### Work required
Extract all lines in the data that contain the word "below".

### Data for this exercise
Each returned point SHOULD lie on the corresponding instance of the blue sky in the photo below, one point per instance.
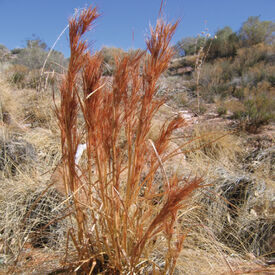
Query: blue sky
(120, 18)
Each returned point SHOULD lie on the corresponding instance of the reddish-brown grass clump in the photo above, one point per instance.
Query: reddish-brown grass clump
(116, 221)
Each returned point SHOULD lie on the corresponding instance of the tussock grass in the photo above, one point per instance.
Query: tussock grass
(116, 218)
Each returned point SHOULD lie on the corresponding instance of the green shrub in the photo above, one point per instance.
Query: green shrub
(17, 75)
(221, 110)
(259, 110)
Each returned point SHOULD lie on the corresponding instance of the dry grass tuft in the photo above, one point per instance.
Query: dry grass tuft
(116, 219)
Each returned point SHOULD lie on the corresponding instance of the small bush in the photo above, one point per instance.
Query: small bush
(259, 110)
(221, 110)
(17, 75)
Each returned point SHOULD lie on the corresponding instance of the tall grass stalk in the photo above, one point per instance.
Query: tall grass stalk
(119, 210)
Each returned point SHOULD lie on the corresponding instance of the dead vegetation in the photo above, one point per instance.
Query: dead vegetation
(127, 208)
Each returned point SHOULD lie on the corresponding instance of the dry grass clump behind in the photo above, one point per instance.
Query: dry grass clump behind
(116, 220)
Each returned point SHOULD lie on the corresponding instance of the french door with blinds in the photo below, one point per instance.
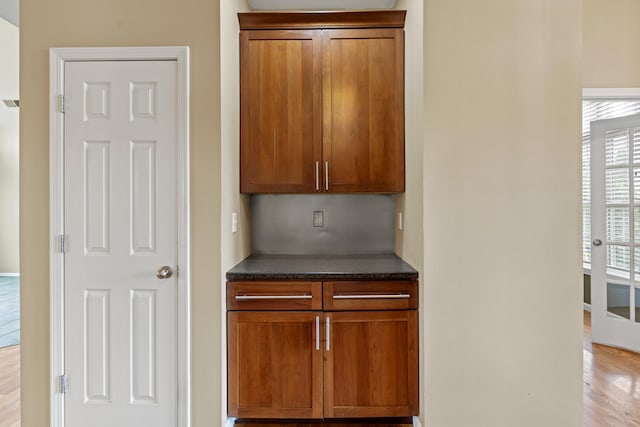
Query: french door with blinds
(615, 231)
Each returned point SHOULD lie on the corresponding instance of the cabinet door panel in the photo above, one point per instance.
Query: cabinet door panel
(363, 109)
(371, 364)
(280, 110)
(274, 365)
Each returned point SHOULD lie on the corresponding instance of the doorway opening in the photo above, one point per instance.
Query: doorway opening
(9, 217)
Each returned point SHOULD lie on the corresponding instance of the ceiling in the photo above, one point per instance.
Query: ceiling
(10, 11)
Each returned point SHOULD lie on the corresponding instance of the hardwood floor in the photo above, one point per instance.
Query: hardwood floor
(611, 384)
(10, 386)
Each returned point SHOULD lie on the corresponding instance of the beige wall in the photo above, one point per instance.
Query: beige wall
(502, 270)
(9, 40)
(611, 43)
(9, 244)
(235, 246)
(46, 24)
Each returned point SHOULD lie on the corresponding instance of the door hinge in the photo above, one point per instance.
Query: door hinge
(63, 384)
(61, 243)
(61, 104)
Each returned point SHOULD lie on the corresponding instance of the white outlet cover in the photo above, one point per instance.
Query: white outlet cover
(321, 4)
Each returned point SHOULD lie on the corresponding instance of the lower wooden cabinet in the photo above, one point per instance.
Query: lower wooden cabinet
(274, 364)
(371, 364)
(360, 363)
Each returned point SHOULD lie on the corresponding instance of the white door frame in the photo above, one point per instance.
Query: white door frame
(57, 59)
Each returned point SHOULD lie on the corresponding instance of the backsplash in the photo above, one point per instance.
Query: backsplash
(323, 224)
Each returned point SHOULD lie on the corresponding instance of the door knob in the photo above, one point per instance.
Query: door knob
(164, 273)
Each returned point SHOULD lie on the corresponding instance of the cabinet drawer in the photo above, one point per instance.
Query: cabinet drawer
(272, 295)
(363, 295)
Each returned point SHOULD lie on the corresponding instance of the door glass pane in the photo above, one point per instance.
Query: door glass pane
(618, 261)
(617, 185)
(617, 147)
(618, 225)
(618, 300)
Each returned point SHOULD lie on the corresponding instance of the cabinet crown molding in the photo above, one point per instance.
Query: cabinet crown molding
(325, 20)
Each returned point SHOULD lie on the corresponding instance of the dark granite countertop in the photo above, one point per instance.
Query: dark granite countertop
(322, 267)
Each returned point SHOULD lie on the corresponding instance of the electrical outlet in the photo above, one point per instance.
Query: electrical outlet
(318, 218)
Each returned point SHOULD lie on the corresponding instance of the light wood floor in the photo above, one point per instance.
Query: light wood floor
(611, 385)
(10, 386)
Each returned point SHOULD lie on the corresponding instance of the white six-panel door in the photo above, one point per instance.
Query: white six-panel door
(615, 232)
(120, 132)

### Reply to the exercise
Each returned point SHOULD lie on the corresponding instance of the blue sky in the photo below, one point per instance.
Each returned point SHOULD lie on the corresponding instance of the french door with blinds in the photo below, one point per instance.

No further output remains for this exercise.